§ **Problem to solve**
Within the entries below, please return exactly the lines from the one with "pin: asphalt road" through the one with "pin: sandy ground", leaving out any pictures.

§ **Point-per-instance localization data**
Segment Open
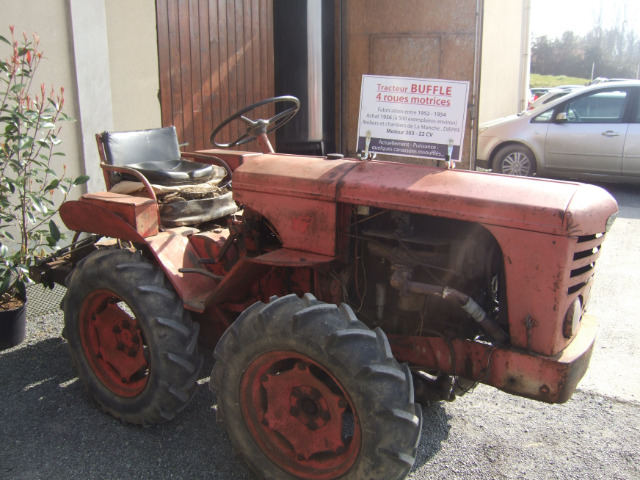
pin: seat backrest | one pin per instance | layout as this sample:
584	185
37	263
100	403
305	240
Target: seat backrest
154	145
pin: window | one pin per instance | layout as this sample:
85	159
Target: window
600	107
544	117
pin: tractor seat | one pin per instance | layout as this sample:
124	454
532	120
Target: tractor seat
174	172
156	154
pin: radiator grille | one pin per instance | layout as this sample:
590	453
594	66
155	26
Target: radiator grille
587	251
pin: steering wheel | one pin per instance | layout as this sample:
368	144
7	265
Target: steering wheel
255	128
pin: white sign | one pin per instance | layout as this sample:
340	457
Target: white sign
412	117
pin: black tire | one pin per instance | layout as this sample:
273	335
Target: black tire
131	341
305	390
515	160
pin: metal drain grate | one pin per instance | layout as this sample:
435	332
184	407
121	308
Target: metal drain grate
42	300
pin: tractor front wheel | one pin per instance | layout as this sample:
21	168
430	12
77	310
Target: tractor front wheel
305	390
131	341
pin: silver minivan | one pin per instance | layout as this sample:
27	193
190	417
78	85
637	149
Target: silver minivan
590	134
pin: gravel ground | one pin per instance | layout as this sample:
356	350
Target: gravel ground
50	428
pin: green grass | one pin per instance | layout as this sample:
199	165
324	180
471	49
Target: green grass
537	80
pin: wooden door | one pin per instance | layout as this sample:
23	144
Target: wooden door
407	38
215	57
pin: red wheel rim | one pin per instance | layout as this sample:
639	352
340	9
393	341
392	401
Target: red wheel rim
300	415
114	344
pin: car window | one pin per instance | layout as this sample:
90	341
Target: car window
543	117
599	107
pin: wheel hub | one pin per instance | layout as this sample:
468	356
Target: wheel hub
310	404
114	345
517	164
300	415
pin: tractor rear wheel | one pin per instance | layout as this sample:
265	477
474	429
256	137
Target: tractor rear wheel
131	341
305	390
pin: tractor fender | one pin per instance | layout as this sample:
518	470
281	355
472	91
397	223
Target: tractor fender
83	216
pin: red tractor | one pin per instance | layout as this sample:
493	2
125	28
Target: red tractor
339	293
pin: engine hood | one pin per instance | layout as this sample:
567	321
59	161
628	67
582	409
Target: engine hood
Segment Closed
Segment Open
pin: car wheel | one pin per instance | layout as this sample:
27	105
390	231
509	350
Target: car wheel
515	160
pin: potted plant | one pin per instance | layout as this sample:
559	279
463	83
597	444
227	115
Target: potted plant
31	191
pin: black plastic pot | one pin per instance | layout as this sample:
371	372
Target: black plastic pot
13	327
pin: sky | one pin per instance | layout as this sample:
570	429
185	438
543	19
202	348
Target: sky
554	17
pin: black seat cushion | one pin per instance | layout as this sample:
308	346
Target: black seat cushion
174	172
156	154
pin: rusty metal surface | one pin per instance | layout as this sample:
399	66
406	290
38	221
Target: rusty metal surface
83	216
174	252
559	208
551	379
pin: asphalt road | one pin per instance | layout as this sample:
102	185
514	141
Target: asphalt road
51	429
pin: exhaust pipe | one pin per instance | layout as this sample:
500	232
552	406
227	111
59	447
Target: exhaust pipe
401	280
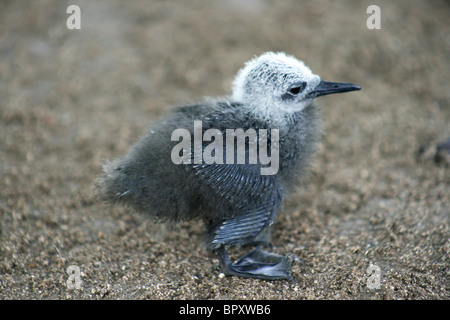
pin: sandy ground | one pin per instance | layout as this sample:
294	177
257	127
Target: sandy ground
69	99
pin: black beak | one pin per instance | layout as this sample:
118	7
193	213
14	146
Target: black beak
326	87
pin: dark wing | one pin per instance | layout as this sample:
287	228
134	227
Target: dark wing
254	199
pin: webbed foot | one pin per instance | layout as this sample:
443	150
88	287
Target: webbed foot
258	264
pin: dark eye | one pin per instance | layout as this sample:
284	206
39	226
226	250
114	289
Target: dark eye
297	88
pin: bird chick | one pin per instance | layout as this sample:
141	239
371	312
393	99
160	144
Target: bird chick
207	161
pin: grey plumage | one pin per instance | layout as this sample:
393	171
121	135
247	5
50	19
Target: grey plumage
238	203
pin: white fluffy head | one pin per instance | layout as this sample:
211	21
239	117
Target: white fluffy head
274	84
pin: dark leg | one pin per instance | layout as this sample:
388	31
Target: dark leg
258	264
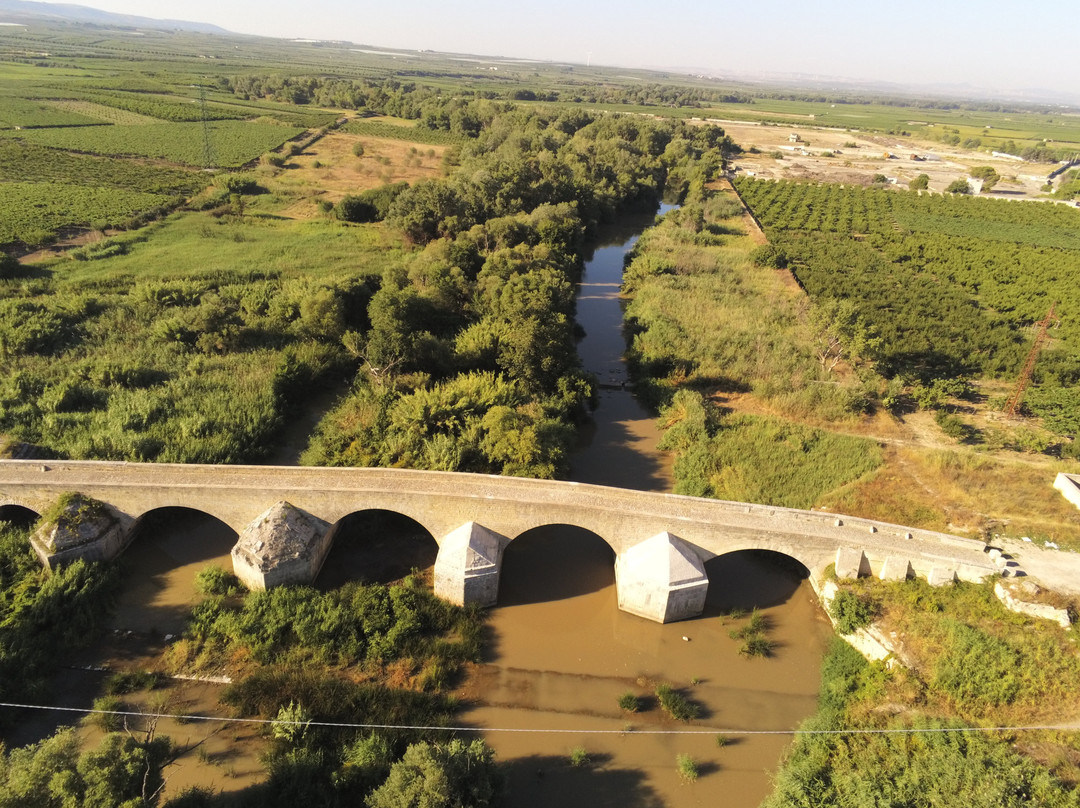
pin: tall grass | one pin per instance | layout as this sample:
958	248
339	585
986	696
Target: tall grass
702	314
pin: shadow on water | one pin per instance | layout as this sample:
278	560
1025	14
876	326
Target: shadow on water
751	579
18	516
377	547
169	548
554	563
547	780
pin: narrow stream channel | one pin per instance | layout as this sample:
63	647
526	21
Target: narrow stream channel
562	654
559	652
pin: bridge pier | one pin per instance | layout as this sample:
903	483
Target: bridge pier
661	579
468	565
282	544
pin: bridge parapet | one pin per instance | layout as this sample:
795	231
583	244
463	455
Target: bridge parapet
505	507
Segment Closed
Segment Open
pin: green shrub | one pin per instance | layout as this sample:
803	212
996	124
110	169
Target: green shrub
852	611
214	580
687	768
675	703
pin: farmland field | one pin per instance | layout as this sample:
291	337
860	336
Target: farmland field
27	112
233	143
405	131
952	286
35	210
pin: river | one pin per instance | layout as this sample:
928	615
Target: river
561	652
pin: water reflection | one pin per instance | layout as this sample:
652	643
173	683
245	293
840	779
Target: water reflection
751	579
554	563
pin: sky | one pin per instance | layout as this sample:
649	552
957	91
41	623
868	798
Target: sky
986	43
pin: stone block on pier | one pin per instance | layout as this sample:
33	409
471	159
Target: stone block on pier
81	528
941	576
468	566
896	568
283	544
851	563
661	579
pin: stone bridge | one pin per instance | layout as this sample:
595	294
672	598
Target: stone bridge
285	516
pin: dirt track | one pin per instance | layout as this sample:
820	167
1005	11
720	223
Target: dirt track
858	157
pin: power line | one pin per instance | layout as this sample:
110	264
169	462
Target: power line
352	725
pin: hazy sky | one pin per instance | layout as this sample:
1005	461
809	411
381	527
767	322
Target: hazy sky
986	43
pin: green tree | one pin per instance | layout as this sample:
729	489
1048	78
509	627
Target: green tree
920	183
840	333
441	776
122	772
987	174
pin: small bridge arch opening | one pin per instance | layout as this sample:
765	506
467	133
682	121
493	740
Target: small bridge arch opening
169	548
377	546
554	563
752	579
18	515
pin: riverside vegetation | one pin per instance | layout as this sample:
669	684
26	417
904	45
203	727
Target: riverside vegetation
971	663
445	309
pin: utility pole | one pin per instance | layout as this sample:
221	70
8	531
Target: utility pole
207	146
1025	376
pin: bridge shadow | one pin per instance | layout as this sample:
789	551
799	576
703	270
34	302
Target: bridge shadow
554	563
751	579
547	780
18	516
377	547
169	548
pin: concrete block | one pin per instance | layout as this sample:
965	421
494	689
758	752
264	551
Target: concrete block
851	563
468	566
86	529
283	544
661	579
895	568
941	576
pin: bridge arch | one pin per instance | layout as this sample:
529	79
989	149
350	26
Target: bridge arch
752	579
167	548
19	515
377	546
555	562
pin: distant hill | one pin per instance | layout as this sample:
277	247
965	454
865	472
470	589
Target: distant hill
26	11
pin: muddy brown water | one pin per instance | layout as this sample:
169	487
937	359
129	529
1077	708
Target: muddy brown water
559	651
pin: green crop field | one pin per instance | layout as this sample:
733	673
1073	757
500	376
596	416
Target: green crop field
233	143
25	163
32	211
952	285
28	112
Segment Closed
§ **Answer section**
pin: asphalt road | one pin per instance | layout as this sample:
102	185
514	141
Target: asphalt road
51	429
pin: exhaust pipe | one pin per instance | layout as this sample:
500	232
552	406
227	111
59	447
Target: exhaust pipe
401	280
pin: sandy ground | one pin per instance | layout as this sample:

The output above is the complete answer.